> Work to complete: Can you give the stretch from the line containing "Reviewer note: verify that each instance of the bare" through the end of the entries as a two-column CSV headed entry_text and answer, one row per entry, with each field quoted and line breaks turned into spaces?

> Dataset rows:
##########

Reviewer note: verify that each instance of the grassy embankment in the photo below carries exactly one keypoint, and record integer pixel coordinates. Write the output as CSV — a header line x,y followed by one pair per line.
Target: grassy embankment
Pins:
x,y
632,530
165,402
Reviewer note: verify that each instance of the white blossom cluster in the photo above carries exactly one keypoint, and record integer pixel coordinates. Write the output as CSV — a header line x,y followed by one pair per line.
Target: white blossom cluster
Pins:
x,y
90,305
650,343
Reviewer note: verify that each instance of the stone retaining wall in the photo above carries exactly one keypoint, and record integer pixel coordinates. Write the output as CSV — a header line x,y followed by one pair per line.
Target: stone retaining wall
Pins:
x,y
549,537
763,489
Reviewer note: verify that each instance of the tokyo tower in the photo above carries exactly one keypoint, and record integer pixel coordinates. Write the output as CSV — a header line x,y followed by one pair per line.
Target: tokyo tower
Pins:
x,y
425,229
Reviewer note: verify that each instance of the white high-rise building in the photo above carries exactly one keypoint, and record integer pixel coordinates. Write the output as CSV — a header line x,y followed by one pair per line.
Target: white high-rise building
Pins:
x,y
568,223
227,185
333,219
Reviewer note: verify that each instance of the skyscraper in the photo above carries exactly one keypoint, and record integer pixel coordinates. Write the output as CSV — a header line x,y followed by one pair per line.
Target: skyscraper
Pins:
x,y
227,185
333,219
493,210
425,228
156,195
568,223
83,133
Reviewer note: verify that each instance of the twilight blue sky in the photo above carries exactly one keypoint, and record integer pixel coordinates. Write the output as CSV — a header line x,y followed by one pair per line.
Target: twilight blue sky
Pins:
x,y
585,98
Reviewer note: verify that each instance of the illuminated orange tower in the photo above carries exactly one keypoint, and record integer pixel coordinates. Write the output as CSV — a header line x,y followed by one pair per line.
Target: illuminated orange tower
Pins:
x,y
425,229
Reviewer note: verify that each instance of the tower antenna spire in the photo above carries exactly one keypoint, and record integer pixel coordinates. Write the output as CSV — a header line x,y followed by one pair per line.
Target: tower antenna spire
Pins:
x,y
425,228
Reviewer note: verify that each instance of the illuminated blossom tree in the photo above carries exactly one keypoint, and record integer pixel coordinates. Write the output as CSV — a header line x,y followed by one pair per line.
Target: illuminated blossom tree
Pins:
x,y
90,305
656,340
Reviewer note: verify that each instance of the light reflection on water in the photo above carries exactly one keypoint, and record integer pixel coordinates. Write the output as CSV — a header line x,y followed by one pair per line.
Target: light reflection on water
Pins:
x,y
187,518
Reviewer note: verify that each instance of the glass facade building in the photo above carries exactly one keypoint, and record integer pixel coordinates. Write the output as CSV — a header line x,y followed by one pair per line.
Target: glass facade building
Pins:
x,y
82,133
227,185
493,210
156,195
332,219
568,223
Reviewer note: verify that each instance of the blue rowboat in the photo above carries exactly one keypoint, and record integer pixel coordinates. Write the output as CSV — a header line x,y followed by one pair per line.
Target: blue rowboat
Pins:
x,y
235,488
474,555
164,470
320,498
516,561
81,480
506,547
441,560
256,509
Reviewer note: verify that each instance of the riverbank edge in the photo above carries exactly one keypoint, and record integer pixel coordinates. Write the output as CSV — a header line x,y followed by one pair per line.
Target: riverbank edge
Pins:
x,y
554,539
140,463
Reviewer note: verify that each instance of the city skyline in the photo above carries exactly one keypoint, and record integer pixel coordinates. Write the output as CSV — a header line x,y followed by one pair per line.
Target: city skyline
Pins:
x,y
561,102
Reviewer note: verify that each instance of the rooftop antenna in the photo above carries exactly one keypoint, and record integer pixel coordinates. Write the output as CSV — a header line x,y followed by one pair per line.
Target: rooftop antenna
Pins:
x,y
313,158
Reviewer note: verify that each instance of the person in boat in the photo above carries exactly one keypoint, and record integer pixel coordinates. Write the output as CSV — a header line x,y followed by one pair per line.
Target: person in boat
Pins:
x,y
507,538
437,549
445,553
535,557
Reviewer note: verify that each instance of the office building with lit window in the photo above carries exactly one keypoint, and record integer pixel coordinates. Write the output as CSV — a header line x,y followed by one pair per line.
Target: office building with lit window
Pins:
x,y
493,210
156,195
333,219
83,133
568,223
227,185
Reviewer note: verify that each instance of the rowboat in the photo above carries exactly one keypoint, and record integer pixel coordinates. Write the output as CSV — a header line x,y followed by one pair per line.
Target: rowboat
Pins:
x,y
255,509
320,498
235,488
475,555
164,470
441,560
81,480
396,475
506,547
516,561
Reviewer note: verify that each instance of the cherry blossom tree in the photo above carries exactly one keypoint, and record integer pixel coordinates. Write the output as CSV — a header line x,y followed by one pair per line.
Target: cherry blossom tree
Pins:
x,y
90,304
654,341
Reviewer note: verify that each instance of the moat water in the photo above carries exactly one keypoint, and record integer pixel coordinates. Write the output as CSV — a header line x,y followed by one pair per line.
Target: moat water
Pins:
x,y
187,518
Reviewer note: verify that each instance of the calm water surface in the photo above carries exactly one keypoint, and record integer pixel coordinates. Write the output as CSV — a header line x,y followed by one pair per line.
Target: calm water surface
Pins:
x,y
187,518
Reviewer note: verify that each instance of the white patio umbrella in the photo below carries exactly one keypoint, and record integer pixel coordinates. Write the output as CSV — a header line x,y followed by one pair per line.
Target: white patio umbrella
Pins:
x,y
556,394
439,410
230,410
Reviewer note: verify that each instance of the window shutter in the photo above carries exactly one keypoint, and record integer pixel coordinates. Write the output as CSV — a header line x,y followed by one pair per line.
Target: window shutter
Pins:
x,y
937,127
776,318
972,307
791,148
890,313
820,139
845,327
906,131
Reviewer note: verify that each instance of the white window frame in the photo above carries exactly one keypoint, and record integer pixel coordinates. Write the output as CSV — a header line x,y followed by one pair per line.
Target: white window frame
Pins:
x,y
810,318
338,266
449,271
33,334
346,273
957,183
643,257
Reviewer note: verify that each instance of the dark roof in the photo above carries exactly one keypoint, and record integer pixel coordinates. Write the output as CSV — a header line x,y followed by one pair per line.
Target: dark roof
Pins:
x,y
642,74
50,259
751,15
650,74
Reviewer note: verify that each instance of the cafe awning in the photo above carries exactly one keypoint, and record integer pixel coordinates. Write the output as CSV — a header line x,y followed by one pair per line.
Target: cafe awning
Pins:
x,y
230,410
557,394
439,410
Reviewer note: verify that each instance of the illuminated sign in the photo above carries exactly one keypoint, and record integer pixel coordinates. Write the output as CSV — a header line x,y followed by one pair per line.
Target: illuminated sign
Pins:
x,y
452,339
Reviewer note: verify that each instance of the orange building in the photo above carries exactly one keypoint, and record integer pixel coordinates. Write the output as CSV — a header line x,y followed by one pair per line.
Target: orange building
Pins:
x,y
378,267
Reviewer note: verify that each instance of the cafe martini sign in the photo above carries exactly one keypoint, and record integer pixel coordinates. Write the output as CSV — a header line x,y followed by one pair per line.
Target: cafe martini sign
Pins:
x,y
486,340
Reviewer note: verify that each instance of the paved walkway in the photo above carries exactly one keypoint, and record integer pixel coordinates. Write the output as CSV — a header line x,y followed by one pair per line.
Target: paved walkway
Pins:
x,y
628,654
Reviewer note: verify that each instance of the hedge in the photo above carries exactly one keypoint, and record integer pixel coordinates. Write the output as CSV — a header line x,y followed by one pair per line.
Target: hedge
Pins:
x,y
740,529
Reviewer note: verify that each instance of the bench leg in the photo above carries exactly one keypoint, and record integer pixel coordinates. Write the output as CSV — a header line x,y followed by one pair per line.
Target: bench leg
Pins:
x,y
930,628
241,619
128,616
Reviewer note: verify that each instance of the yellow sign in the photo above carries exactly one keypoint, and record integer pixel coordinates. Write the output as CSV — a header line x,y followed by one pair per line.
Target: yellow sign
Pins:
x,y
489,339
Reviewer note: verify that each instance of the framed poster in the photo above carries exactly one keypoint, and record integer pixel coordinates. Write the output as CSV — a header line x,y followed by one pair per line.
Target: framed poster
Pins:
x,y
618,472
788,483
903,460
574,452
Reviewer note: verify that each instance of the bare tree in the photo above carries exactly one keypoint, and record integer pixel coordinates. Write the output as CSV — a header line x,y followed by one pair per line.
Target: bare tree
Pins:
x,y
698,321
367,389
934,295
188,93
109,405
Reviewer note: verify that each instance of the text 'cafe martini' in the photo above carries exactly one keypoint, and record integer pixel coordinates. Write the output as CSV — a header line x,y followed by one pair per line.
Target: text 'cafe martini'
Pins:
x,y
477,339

##########

> Exercise answer:
entry_text,answer
"Reviewer note: verify that each instance of the bare tree in the photo above carries exactly one keypoint, and record integer pixel coordinates. Write the output as CSV — a header line x,y followed by one pair per line. Target: bare tree Pins:","x,y 698,321 367,389 934,295 188,93 109,405"
"Reviewer note: verify that each instance of the text 'cafe martini' in the photo above carries exactly one keypoint, and record integer pixel coordinates. Write the output as CSV — a header line x,y followed by one pair per line. Target: text 'cafe martini' Pins:","x,y 477,339"